**What needs to be done**
Here is the listing. Print it exactly.

**Given data**
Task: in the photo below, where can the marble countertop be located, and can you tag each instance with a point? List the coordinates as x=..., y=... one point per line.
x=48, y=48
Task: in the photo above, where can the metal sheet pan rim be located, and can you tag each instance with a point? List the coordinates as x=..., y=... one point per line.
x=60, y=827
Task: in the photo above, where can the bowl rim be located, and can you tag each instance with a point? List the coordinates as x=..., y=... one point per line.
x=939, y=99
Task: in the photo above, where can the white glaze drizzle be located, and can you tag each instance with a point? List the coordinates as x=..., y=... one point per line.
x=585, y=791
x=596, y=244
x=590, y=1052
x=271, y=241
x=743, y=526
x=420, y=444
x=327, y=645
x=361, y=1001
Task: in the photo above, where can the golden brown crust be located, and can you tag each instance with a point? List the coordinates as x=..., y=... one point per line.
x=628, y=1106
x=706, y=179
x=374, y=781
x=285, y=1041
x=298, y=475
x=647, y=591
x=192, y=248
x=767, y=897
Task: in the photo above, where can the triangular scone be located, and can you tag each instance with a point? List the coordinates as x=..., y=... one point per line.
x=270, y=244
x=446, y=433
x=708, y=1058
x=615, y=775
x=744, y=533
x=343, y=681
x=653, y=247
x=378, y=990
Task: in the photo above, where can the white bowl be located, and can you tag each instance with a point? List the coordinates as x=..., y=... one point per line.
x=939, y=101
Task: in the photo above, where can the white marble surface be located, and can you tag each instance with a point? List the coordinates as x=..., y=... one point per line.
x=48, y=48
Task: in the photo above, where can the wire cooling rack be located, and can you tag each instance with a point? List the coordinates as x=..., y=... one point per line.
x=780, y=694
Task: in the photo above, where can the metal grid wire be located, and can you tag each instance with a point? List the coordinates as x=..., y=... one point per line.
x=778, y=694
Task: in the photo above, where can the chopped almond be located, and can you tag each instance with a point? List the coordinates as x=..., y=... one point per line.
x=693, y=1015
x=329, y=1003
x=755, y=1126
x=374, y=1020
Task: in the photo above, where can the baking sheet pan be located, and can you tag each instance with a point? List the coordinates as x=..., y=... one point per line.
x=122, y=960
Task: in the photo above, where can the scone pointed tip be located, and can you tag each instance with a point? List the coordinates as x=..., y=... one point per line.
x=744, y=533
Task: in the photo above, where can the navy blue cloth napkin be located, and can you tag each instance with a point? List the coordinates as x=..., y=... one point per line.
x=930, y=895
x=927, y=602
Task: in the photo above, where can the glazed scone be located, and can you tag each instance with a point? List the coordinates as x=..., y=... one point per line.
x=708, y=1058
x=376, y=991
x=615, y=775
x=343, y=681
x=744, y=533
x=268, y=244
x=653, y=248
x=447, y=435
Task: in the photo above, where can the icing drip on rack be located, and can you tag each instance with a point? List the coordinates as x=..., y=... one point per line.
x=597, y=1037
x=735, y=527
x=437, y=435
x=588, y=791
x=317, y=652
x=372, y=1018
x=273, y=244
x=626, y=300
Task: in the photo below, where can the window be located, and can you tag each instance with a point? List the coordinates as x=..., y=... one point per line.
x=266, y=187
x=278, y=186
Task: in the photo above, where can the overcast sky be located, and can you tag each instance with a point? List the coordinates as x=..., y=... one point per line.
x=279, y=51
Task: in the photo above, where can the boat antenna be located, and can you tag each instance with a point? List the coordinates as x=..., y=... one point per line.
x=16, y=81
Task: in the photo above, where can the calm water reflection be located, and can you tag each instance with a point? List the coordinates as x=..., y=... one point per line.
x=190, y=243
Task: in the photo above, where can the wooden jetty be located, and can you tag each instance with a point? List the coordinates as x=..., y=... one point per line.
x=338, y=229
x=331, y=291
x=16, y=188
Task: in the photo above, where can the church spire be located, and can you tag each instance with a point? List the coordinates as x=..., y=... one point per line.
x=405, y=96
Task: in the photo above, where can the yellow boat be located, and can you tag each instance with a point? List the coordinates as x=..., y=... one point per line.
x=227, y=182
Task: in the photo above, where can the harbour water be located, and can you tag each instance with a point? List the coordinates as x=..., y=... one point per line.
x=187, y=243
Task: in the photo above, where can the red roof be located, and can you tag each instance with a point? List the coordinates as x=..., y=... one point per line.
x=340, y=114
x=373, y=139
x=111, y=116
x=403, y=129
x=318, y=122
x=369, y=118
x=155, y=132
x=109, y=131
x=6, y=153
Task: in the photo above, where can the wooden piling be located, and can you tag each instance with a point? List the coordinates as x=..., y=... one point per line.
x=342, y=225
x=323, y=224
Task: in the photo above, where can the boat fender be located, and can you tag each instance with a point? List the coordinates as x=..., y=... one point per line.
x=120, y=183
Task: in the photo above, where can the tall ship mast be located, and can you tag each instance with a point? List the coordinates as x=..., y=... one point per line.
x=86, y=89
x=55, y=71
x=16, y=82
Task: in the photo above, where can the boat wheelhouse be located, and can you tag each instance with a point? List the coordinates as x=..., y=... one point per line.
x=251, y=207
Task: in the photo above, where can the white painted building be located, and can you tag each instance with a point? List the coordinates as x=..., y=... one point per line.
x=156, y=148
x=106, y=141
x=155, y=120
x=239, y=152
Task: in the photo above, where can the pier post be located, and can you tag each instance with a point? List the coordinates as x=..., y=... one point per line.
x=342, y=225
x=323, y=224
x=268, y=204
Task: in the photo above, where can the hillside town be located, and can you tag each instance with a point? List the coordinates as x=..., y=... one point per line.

**Result of the task**
Task: in the photo below, where can the marble countertop be located, and can you tag each instance with a point? List the coordinates as x=..., y=... one point per line.
x=48, y=48
Task: in the photo above, where can the metal sheet pan rim be located, and can you tag each instance with a point? List the coordinates as x=..., y=... one point per line.
x=60, y=827
Task: in the photo above, where can the bowl rim be located, and can you tag each instance with a point? List the coordinates as x=..., y=... one point per line.
x=939, y=99
Task: in the photo above, where can the white glaze drizzle be located, and can you tag each instance with a point? List the coordinates as x=..., y=... one point per line.
x=585, y=791
x=596, y=244
x=590, y=1052
x=271, y=241
x=743, y=526
x=420, y=444
x=327, y=645
x=361, y=1001
Task: in the photo above, where can the golden brown crust be located, and can you tag each instance with a point? List the coordinates as x=..., y=... one point per line.
x=628, y=1106
x=706, y=179
x=374, y=781
x=285, y=1041
x=298, y=475
x=647, y=591
x=192, y=248
x=767, y=897
Task: in the photo above, where can the triangular scone be located, and can you tag each instance with a point? List the coordinates as x=..., y=... one point per line.
x=270, y=244
x=446, y=433
x=708, y=1058
x=615, y=775
x=744, y=533
x=343, y=681
x=653, y=247
x=378, y=990
Task: in the photo above, where can the white bowl be located, and can you tag each instance with a point? List the coordinates as x=..., y=... one point per line.
x=939, y=101
Task: in the photo above, where can the white marble surface be located, and can you tag each instance with a point? List the coordinates as x=..., y=... one point per line.
x=48, y=48
Task: in the photo above, where can the wire cooling rack be located, and can you tag each instance with a point? List the coordinates as x=..., y=... one point per line.
x=780, y=694
Task: in the photo above, where can the metal grid wire be located, and can you tag each instance with a point? List the coordinates as x=..., y=... one point per line.
x=778, y=694
Task: in the photo above, where can the chopped almond be located, and can you tag each instance with a point? List the coordinates as x=..., y=... one point per line.
x=693, y=1015
x=329, y=1003
x=755, y=1126
x=374, y=1020
Task: in the photo above, where can the baking sheet pan be located, and can you tag each instance with a point? List the coordinates as x=..., y=... one point per line.
x=122, y=960
Task: in the photo above, where can the scone pointed tip be located, and can you tag each instance with a point? List the coordinates as x=..., y=... one point per line.
x=744, y=533
Task: in the photo above, where can the navy blue cloth napkin be located, and can you tag each instance with a point? List the coordinates as x=..., y=... one point per line.
x=930, y=895
x=927, y=602
Task: in the photo above, where can the glazed scone be located, and can you tag each instance with a point? List the coordinates as x=..., y=... one point per line.
x=708, y=1058
x=376, y=991
x=615, y=775
x=343, y=681
x=744, y=533
x=268, y=244
x=653, y=248
x=447, y=435
Task: in the photo above, where can the icing drip on rack be located, and can you tag each instance with a point? List the coordinates as x=..., y=... one point per line.
x=597, y=1037
x=735, y=527
x=437, y=435
x=588, y=791
x=317, y=652
x=372, y=1018
x=273, y=244
x=626, y=300
Task: in the photo below, where can the window be located, and can you tag each instance with a point? List the coordinates as x=..., y=... one point per line.
x=266, y=187
x=278, y=186
Task: in the photo above, where can the overcast sky be located, and can you tag each instance with a point? List the coordinates as x=..., y=... one point per line.
x=279, y=51
Task: in the photo above, where can the boat antenna be located, and can you tag each instance with a point? List the coordinates as x=..., y=... one point per line.
x=16, y=81
Task: in the photo above, where can the calm water reflection be located, and can you tag each instance with a point? List the coordinates as x=..., y=... one point per line.
x=190, y=243
Task: in the photo above, where can the wooden jetty be located, and can you tag each instance with a point? List the coordinates as x=..., y=... one point per line.
x=338, y=229
x=331, y=291
x=16, y=188
Task: in the photo above, where can the church spire be located, and can you tag each instance with a point? List the coordinates as x=..., y=... one point per line.
x=405, y=96
Task: in the photo above, where can the yellow boat be located, and can you tag each instance with a point? List the coordinates as x=..., y=... one point per line.
x=227, y=182
Task: in the photo above, where can the harbour water be located, and can you tag each instance with a point? List the coordinates as x=..., y=... one point per line.
x=187, y=243
Task: in the photo above, where can the red roof be located, and can you tag each instance with a point? List the coordinates as x=..., y=... one point per line.
x=340, y=114
x=373, y=139
x=111, y=116
x=403, y=129
x=318, y=122
x=369, y=118
x=155, y=132
x=109, y=131
x=6, y=153
Task: in the photo above, where can the wooden piling be located, and can you tag each instance with a point? List the coordinates as x=..., y=... one point per line.
x=342, y=225
x=323, y=224
Task: in the photo above, where can the boat fender be located, and can you tag each instance with a point? List the coordinates as x=..., y=... one point per line.
x=120, y=183
Task: in the photo above, where can the tall ship mast be located, and can you tag each instance with a point? List the coordinates as x=..., y=... one point per line.
x=86, y=89
x=55, y=71
x=16, y=82
Task: in the photo above, where can the boat wheelhouse be located, and can you tag each instance with a point? List the coordinates as x=..., y=... one point per line.
x=251, y=207
Task: in the photo above, where can the white painted building be located, and can you tag each instance with a point? List the coordinates as x=..., y=... one point per line.
x=156, y=148
x=106, y=141
x=155, y=120
x=239, y=152
Task: in the photo above, where can the pier post be located, and can you tag each instance with a point? List the coordinates as x=..., y=... one point per line.
x=342, y=225
x=323, y=224
x=268, y=204
Task: in the photo above, where can the hillside town be located, and can you tag each instance with a point? List the coordinates as x=..., y=... one point per line.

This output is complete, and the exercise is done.